EXCERPTED DATA:
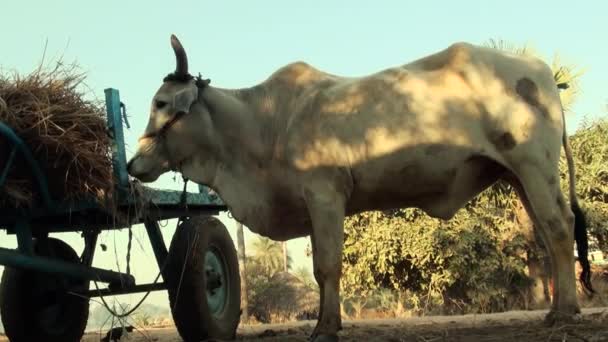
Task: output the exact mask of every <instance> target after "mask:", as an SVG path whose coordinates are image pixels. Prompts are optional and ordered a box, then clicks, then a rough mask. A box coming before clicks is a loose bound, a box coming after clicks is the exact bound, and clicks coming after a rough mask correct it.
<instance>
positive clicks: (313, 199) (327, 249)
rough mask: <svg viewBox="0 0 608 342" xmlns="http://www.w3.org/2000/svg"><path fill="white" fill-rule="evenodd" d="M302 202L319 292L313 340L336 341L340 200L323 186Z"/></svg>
mask: <svg viewBox="0 0 608 342" xmlns="http://www.w3.org/2000/svg"><path fill="white" fill-rule="evenodd" d="M306 204H307V206H308V211H309V214H310V218H311V220H312V244H313V246H314V247H313V255H312V258H313V264H314V274H315V278H316V280H317V283H318V284H319V289H320V293H321V298H320V307H319V312H320V316H319V319H318V321H317V326H316V327H315V330H314V331H313V334H312V336H311V337H312V340H313V341H314V342H325V341H338V334H337V333H338V331H339V330H340V329H341V328H342V319H341V317H340V276H341V274H342V247H343V245H344V199H343V197H341V196H340V195H339V194H336V193H328V191H327V188H326V189H324V190H320V191H308V192H307V193H306Z"/></svg>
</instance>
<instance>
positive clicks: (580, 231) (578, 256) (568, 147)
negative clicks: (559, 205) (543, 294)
mask: <svg viewBox="0 0 608 342" xmlns="http://www.w3.org/2000/svg"><path fill="white" fill-rule="evenodd" d="M562 120H563V123H564V133H563V136H562V143H563V145H564V152H565V154H566V161H567V163H568V183H569V195H570V208H571V209H572V212H573V213H574V239H575V241H576V250H577V252H578V261H579V263H580V264H581V268H582V269H583V271H582V272H581V275H580V278H579V279H580V281H581V283H582V284H583V286H584V287H585V288H586V289H587V290H588V291H589V292H590V293H595V291H594V290H593V286H592V285H591V265H590V264H589V258H588V249H589V243H588V241H587V220H586V218H585V213H584V212H583V210H582V209H581V206H580V204H579V203H578V198H577V196H576V175H575V170H574V160H573V159H572V150H571V149H570V142H569V141H568V134H567V133H566V118H565V114H564V111H563V110H562Z"/></svg>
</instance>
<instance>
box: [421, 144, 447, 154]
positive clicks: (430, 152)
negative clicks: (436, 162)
mask: <svg viewBox="0 0 608 342" xmlns="http://www.w3.org/2000/svg"><path fill="white" fill-rule="evenodd" d="M443 150H444V148H443V147H442V146H441V145H429V146H427V147H426V148H425V149H424V153H425V154H426V155H427V156H436V155H438V154H439V153H441V152H442V151H443Z"/></svg>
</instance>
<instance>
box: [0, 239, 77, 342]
mask: <svg viewBox="0 0 608 342" xmlns="http://www.w3.org/2000/svg"><path fill="white" fill-rule="evenodd" d="M33 243H34V251H35V253H36V255H38V256H44V257H50V258H54V259H60V260H64V261H68V262H74V263H78V262H80V260H79V258H78V255H77V254H76V252H75V251H74V250H73V249H72V248H71V247H70V246H69V245H68V244H66V243H65V242H63V241H61V240H57V239H54V238H46V239H40V240H34V241H33ZM88 284H89V282H88V281H83V280H74V279H72V278H68V277H61V276H55V275H50V274H44V273H38V272H31V271H24V270H20V269H16V268H10V267H6V268H5V269H4V272H3V274H2V283H1V284H0V314H1V316H2V323H3V324H4V329H5V333H6V336H7V337H8V338H9V340H10V341H11V342H21V341H24V342H25V341H66V342H72V341H74V342H77V341H80V338H81V337H82V335H83V334H84V329H85V327H86V325H87V320H88V318H89V301H88V300H87V299H83V298H81V297H77V296H74V295H71V294H69V293H68V291H74V290H76V291H82V290H86V289H87V288H88Z"/></svg>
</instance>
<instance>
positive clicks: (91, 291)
mask: <svg viewBox="0 0 608 342" xmlns="http://www.w3.org/2000/svg"><path fill="white" fill-rule="evenodd" d="M166 289H167V286H166V285H165V283H156V284H142V285H136V286H132V287H127V288H122V289H116V290H114V289H109V288H108V289H99V291H98V290H97V289H94V290H89V291H88V292H87V293H86V294H85V296H88V297H101V296H117V295H123V294H130V293H139V292H148V291H163V290H166Z"/></svg>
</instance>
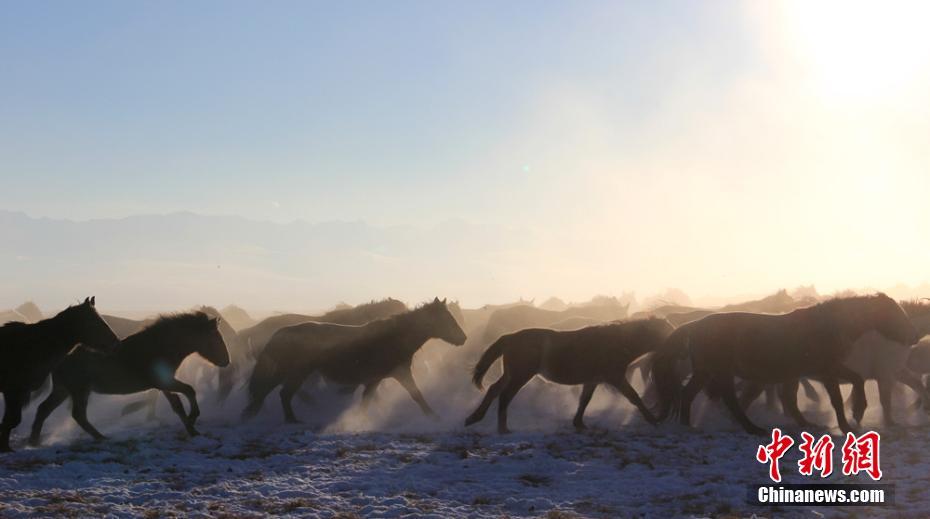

TASK TO COMPLETE: State how many lines in the listing above contain the string "positive". Reply with only the number.

RESULT OF THIS EXERCISE: 4